____ Items
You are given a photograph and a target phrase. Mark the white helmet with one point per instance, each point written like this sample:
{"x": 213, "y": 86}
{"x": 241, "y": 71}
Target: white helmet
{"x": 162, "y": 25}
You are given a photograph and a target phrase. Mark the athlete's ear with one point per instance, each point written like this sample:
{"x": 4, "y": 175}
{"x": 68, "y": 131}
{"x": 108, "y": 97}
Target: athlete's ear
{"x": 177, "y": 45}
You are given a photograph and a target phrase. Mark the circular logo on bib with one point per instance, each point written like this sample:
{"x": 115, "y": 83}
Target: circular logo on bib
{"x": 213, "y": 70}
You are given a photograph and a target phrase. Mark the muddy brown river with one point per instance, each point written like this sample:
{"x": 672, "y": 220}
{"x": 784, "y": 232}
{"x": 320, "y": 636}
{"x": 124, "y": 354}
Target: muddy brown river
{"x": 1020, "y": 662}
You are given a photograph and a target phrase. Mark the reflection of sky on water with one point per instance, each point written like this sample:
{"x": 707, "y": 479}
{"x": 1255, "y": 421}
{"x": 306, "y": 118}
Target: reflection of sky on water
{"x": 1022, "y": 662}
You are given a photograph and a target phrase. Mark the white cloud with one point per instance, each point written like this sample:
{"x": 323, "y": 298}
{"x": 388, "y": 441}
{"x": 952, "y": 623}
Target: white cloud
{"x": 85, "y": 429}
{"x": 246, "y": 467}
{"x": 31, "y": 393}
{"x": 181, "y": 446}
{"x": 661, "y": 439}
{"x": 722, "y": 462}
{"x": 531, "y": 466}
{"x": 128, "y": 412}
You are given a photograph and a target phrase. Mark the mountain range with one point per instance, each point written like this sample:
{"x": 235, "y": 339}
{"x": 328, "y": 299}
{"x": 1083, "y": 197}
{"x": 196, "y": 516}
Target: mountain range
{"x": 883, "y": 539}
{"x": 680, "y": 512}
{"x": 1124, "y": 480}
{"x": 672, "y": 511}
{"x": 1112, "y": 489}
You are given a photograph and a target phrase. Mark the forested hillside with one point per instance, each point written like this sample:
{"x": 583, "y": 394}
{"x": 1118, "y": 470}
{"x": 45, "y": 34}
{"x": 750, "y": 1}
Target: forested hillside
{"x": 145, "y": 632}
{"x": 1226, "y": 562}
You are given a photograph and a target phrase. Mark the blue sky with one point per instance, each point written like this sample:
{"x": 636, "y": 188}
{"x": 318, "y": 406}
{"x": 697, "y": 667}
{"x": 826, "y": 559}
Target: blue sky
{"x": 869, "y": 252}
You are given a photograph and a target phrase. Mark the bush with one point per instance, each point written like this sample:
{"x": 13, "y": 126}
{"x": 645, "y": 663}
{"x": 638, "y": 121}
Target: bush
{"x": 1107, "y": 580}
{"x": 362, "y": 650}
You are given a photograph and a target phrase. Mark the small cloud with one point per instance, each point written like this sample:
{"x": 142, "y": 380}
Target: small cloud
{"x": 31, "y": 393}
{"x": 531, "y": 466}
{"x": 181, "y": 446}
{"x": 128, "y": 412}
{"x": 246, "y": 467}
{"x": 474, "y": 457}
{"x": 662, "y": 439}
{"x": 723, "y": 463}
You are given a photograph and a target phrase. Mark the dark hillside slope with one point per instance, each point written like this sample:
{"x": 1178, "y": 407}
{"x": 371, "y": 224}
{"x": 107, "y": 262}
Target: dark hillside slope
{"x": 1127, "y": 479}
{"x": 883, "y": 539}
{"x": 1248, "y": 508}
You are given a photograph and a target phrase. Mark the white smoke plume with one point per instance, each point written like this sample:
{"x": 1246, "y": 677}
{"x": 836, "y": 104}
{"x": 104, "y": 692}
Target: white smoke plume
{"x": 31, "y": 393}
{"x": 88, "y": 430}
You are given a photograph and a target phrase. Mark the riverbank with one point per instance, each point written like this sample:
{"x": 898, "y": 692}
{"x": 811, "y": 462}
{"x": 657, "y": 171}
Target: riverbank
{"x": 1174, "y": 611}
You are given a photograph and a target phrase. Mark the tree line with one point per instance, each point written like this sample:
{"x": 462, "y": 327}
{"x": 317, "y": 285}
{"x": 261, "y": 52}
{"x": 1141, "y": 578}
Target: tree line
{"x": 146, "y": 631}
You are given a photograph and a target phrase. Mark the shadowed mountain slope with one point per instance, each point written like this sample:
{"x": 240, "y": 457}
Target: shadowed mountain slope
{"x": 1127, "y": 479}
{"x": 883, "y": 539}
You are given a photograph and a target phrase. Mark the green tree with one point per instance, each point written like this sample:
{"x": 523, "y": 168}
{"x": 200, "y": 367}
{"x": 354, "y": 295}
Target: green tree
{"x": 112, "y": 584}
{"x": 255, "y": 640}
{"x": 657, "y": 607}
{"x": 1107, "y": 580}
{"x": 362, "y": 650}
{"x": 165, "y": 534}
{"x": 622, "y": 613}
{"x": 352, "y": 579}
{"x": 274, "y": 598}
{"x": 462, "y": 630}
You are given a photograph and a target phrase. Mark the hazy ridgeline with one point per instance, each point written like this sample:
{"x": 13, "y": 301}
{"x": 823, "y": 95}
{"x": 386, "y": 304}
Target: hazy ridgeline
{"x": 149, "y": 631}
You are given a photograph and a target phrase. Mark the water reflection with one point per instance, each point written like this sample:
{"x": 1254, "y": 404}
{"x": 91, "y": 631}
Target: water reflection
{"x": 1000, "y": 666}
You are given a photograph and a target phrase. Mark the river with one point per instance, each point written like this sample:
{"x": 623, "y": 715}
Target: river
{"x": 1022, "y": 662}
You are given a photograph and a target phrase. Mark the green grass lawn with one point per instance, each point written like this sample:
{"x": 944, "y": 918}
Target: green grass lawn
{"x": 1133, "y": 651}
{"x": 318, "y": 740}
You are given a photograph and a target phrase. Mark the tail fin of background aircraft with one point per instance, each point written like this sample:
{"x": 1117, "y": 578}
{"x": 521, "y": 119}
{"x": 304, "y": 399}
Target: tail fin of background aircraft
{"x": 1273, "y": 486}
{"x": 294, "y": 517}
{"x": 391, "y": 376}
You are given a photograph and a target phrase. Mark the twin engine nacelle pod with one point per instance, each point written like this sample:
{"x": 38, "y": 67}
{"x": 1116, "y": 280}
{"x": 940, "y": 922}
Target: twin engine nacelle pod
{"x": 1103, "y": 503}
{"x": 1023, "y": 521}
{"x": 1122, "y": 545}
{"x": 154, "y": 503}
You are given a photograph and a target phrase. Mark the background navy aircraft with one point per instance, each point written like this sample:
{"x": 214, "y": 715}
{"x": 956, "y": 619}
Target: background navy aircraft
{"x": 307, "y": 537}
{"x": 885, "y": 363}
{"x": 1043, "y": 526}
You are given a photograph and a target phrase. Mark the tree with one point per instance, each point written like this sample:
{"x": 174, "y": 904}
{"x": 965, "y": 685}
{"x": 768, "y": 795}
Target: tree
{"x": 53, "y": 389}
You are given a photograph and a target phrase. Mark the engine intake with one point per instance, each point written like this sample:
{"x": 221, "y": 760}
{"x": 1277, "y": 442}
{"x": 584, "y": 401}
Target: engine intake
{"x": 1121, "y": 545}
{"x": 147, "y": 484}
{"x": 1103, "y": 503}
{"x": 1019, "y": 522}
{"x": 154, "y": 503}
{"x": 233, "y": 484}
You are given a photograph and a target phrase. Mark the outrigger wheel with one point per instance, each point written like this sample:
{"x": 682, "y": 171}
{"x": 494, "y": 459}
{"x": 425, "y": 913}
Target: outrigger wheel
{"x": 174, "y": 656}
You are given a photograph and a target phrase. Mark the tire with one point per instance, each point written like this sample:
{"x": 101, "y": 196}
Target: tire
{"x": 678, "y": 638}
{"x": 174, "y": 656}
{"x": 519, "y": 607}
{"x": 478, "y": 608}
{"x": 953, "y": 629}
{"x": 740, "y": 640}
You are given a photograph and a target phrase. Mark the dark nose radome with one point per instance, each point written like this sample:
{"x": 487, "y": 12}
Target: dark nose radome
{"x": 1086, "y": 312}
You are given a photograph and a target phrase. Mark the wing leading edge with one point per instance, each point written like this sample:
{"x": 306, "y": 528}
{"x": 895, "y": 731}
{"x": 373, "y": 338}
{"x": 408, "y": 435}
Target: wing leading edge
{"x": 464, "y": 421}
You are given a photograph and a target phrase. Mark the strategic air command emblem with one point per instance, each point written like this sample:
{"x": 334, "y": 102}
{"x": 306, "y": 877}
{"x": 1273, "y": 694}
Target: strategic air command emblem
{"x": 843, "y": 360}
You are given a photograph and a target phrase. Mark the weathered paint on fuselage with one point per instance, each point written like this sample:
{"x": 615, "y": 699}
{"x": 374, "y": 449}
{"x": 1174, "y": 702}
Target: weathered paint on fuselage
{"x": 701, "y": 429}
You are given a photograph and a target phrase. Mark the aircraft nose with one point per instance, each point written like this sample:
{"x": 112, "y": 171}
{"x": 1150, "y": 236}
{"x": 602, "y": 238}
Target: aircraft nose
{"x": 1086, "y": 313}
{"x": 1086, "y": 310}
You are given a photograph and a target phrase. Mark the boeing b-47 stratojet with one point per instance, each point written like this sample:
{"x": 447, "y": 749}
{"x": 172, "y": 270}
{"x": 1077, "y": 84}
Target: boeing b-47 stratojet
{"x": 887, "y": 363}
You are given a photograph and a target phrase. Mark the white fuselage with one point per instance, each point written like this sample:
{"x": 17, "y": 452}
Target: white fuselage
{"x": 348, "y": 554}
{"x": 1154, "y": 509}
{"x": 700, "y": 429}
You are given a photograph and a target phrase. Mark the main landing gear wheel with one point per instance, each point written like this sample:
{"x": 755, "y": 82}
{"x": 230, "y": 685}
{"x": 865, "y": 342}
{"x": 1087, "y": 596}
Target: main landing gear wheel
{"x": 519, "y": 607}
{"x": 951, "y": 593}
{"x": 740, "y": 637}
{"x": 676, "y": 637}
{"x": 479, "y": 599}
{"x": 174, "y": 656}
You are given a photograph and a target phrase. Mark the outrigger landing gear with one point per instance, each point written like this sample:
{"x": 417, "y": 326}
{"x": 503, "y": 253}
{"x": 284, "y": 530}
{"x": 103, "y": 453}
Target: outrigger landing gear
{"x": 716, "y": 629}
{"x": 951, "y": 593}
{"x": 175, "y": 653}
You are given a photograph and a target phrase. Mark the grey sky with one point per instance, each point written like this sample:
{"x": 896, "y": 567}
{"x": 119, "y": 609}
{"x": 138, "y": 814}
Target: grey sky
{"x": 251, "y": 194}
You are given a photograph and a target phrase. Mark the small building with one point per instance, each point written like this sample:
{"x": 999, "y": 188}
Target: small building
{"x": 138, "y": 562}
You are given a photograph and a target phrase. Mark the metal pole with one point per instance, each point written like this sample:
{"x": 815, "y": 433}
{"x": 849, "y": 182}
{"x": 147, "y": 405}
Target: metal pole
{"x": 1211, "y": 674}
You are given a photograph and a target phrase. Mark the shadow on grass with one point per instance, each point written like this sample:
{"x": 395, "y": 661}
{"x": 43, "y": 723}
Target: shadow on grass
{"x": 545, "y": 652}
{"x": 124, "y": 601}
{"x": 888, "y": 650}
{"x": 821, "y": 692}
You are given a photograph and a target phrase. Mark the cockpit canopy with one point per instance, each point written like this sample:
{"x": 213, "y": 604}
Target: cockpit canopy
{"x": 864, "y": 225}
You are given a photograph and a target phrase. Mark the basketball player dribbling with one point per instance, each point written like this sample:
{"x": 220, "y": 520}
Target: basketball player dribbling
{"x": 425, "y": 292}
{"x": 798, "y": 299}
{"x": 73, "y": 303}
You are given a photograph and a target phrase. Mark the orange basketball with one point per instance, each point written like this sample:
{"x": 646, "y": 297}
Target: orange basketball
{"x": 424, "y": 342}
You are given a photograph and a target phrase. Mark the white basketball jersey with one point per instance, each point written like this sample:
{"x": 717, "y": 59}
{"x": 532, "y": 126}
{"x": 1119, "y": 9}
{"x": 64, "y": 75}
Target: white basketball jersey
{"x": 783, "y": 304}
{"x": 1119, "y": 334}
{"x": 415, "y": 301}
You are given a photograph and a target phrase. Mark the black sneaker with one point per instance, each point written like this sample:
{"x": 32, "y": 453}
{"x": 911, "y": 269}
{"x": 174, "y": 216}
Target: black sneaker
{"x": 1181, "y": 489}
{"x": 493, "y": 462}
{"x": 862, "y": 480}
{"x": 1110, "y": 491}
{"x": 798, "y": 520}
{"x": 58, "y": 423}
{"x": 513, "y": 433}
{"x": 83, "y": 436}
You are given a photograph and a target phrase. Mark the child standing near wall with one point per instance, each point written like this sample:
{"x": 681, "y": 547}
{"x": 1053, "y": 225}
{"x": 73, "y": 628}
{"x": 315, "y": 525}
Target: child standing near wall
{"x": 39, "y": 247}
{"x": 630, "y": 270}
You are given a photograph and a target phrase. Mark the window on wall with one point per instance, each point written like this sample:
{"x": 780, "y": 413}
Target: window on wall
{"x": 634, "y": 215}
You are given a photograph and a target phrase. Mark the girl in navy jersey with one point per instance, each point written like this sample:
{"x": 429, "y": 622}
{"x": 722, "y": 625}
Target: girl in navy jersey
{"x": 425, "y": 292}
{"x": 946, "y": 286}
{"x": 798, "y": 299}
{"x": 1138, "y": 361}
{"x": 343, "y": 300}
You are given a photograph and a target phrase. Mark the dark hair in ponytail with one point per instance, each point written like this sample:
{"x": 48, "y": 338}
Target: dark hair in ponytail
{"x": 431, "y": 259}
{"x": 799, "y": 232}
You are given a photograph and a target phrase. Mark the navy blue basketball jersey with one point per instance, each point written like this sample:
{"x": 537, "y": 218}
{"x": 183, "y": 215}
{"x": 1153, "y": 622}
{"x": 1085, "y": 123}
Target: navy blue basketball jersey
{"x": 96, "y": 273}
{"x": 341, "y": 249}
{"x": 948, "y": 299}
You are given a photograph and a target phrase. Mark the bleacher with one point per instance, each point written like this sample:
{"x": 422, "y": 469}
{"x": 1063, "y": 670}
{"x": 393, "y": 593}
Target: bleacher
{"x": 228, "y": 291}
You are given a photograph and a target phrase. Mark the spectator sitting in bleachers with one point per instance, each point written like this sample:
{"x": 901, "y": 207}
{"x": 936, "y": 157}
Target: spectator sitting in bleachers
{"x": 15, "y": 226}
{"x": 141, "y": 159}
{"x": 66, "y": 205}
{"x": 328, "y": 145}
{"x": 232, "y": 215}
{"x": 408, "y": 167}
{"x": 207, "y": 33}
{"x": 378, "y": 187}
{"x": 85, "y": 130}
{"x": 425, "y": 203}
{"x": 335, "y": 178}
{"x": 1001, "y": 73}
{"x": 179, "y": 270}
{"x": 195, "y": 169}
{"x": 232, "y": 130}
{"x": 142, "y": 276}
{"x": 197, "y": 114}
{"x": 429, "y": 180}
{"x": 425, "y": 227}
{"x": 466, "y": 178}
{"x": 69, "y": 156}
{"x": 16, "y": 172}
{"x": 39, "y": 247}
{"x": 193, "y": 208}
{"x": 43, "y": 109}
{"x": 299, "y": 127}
________
__What needs to be done__. Repeat word for word each line from the one with "Mark the bleacher" to the end of the records above, inclusive.

__The answer__.
You are given a photograph and a target phrase. Mark the bleacher with one point per instance, each point written like this sample:
{"x": 422, "y": 469}
{"x": 1063, "y": 670}
{"x": 393, "y": 593}
Target: bleacher
{"x": 228, "y": 291}
You are given a photograph and a target phrase. Mark the spectator sitting in bleachers with one point per instance, each point written like this sample:
{"x": 901, "y": 207}
{"x": 936, "y": 157}
Target: spectator sitting in bleachers
{"x": 15, "y": 226}
{"x": 141, "y": 159}
{"x": 66, "y": 205}
{"x": 328, "y": 145}
{"x": 232, "y": 215}
{"x": 408, "y": 167}
{"x": 207, "y": 33}
{"x": 378, "y": 187}
{"x": 85, "y": 130}
{"x": 425, "y": 203}
{"x": 335, "y": 178}
{"x": 1001, "y": 73}
{"x": 179, "y": 270}
{"x": 195, "y": 169}
{"x": 232, "y": 130}
{"x": 142, "y": 276}
{"x": 197, "y": 114}
{"x": 429, "y": 180}
{"x": 425, "y": 227}
{"x": 466, "y": 178}
{"x": 69, "y": 156}
{"x": 16, "y": 172}
{"x": 39, "y": 247}
{"x": 193, "y": 208}
{"x": 43, "y": 109}
{"x": 299, "y": 127}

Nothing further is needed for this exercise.